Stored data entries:
[Start]

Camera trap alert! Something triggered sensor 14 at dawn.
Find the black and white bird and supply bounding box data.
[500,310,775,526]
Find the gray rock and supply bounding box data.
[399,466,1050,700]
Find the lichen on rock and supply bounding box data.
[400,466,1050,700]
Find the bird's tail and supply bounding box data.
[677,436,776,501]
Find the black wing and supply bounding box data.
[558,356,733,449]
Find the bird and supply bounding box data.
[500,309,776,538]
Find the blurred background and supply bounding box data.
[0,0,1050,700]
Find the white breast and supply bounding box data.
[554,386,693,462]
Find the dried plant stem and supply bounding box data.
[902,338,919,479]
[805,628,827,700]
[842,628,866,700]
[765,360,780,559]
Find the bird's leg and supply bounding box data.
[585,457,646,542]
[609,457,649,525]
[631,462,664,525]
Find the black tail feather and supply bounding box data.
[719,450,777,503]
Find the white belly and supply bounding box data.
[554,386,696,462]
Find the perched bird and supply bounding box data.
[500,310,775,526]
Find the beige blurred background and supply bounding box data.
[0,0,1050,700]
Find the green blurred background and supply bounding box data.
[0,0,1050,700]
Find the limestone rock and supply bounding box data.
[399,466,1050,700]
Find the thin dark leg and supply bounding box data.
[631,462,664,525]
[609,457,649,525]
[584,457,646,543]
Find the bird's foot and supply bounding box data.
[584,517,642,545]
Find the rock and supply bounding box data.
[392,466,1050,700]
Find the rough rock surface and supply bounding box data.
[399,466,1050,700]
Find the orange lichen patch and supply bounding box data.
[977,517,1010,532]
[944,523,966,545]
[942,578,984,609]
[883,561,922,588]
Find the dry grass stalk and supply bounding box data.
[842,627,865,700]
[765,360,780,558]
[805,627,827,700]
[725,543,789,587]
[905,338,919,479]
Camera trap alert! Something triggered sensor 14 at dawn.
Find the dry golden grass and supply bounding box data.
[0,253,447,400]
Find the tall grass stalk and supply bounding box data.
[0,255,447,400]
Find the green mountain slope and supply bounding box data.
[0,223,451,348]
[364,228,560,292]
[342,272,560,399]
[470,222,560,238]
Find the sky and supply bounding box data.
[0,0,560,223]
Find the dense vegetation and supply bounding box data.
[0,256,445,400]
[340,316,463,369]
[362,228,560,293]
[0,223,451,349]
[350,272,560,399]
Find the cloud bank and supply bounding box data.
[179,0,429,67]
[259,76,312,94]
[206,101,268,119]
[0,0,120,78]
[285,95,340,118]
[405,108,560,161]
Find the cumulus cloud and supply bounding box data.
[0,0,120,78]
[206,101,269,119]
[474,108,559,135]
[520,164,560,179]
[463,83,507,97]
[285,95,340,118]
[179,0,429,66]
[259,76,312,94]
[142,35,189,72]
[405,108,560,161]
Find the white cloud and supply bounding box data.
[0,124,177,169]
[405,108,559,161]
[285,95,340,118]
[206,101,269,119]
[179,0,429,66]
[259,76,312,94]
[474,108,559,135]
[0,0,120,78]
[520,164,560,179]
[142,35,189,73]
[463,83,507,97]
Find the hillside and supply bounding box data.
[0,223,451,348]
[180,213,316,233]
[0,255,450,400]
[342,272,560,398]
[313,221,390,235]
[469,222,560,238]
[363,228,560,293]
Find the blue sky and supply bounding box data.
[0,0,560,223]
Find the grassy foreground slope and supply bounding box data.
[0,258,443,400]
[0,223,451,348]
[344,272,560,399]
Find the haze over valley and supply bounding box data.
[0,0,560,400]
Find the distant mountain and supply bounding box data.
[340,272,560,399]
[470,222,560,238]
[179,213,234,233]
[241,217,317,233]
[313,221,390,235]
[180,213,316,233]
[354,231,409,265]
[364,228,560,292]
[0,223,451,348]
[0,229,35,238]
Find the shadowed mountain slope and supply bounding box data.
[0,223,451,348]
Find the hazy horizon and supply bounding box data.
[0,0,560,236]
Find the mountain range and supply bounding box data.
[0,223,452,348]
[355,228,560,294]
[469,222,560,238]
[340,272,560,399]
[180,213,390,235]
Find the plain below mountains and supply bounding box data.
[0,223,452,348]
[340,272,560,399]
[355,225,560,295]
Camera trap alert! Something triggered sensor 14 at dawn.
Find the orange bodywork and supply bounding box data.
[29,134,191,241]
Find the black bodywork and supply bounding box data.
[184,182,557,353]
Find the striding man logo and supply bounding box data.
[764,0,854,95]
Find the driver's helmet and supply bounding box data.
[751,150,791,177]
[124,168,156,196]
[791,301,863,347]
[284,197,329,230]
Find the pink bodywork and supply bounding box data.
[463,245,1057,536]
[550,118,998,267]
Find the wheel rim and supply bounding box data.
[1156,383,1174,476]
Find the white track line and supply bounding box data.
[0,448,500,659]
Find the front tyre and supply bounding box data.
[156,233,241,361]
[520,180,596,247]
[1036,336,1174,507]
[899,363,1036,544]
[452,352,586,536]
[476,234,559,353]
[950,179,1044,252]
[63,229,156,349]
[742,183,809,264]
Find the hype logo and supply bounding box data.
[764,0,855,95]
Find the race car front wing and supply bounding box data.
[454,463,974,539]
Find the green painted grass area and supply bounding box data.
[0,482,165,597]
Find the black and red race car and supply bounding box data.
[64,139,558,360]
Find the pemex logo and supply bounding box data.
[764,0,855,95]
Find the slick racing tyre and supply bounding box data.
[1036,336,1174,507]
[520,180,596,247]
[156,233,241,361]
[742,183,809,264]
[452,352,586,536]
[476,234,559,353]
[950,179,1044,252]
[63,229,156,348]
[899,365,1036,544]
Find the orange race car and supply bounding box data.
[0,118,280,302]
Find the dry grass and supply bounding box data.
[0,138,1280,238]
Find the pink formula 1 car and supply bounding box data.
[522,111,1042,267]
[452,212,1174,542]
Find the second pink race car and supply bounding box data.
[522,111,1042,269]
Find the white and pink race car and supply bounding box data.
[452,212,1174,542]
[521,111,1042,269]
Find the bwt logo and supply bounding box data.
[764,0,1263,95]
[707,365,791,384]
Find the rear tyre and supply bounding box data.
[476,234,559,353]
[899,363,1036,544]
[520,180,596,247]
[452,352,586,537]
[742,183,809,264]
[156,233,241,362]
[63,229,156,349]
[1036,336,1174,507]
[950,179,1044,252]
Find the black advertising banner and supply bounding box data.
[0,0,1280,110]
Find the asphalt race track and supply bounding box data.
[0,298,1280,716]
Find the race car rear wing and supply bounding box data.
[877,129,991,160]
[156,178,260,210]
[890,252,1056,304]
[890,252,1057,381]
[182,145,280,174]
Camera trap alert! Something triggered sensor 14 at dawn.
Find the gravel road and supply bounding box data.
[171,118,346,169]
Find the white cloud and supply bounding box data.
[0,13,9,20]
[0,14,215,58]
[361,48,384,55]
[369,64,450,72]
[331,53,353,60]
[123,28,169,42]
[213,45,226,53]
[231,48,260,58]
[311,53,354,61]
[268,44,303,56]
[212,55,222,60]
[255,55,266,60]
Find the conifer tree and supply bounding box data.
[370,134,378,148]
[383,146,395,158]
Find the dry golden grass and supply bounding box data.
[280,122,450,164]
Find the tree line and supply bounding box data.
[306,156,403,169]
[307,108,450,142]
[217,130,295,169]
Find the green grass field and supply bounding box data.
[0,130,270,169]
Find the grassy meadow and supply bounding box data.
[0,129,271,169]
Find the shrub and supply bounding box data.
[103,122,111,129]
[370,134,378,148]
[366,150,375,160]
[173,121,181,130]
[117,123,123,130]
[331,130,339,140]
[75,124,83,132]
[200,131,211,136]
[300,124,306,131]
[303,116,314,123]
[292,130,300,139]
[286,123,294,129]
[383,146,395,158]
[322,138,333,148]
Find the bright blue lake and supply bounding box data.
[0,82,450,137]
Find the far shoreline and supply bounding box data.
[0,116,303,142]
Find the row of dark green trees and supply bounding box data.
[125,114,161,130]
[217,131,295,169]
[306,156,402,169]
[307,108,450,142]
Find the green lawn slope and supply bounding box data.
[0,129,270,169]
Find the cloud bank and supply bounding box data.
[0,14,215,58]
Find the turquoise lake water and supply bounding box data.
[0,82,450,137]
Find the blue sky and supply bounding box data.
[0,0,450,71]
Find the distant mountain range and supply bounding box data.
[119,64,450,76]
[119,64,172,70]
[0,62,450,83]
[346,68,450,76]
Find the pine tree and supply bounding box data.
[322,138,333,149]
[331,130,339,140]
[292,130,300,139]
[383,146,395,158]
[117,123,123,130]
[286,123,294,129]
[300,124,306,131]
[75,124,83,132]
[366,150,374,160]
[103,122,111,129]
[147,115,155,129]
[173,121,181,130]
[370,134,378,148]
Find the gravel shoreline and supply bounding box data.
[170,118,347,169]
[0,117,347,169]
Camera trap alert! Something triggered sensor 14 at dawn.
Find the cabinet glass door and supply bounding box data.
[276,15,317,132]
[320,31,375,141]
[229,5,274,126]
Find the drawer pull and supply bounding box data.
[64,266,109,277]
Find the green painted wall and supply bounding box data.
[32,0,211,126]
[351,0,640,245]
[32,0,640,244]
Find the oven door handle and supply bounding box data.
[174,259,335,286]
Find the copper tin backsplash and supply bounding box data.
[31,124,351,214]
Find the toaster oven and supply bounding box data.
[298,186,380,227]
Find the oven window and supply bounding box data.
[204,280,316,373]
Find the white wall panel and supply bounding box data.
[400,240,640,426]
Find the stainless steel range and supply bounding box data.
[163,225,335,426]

[End]

The request:
Write out the lines of the material starting at the line that contains "Find the orange lichen" and ending at the line that contains "[905,338,919,479]". Keep both end lines and reproduce every line without any change.

The response:
Find the orange lichen patch and supply bounding box data.
[977,517,1010,532]
[944,523,966,545]
[942,578,984,609]
[883,561,922,588]
Find the dry grass stalk and supply bounding box data.
[842,627,865,700]
[765,360,780,558]
[805,627,827,700]
[725,543,789,587]
[905,338,919,479]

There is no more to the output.